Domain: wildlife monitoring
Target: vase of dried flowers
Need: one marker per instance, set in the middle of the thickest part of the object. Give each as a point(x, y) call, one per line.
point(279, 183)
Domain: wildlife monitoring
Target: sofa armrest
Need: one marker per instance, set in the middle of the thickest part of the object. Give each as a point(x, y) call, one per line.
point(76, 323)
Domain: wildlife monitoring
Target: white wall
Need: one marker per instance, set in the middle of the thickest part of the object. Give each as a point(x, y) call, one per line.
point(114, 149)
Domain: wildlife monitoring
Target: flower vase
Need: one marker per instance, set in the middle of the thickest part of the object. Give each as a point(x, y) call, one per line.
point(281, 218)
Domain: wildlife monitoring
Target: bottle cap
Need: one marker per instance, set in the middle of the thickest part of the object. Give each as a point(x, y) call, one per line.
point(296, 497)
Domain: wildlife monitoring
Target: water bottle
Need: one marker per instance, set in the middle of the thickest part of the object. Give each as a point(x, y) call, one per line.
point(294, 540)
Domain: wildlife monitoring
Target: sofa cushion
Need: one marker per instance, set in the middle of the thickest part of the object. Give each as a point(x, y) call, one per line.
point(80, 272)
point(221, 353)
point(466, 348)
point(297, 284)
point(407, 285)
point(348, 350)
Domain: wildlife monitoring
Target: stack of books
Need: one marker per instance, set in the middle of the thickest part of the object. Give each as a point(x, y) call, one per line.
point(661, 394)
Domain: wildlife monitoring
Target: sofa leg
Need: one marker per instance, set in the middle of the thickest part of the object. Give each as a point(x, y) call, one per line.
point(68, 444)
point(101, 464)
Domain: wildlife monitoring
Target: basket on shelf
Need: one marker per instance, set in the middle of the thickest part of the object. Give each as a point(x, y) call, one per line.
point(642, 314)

====

A word-for-word copy of the full listing is required.

## FINAL ANSWER
Domain: wildlife monitoring
Target: vase of dried flowers
Need: one marker per instance, set in the middle of the thickest part of the object. Give each as a point(x, y) call, one per line.
point(279, 183)
Domain: wildlife monitoring
Target: sofa armrest
Need: one marker per instance, set in the middle of the thickest part of the object. Give each as a point(x, y) call, one per line.
point(76, 323)
Domain: wildlife monitoring
Target: white wall
Need: one marker per instance, set in the middle of the thickest part of the object. Give each as a point(x, y) call, one per line.
point(114, 149)
Domain: wildlife monitoring
Target: flower vase
Need: one marker per instance, set in the middle of the thickest part of the object. Give each as a point(x, y) call, one per line.
point(281, 218)
Domain: wildlife monitoring
Target: bottle cap
Need: one marker per instance, set in the middle of the thickest part of the object. Give each as a point(x, y) call, one per line.
point(296, 497)
Domain: wildlife monitoring
Target: water bottle
Need: one marker per instance, set in the middle of the thickest part of the object. Give each as a point(x, y) call, one per line.
point(294, 540)
Domain: wildlife monitoring
Target: sofa cushion
Need: one marker per instance, set in the middle of the thickest part of the object. Give each as a point(x, y) call, one per line.
point(80, 272)
point(221, 353)
point(466, 348)
point(297, 284)
point(407, 285)
point(348, 350)
Domain: wildlife monitoring
Target: stack of books
Need: one marker per instance, set in the middle of the thickest part of the object. Give each as a point(x, y) call, one per line.
point(661, 394)
Domain: wildlife monitoring
Target: sofa leg
Need: one marker per instance, set in the middle of the thickest part of the object. Give each as a point(x, y) call, one per line.
point(68, 444)
point(101, 464)
Domain: wildlife monitoring
Target: basket on shelf
Need: one marker per instance, set in the middle of the thickest part of the object. Give each as a point(x, y) call, one per line.
point(642, 314)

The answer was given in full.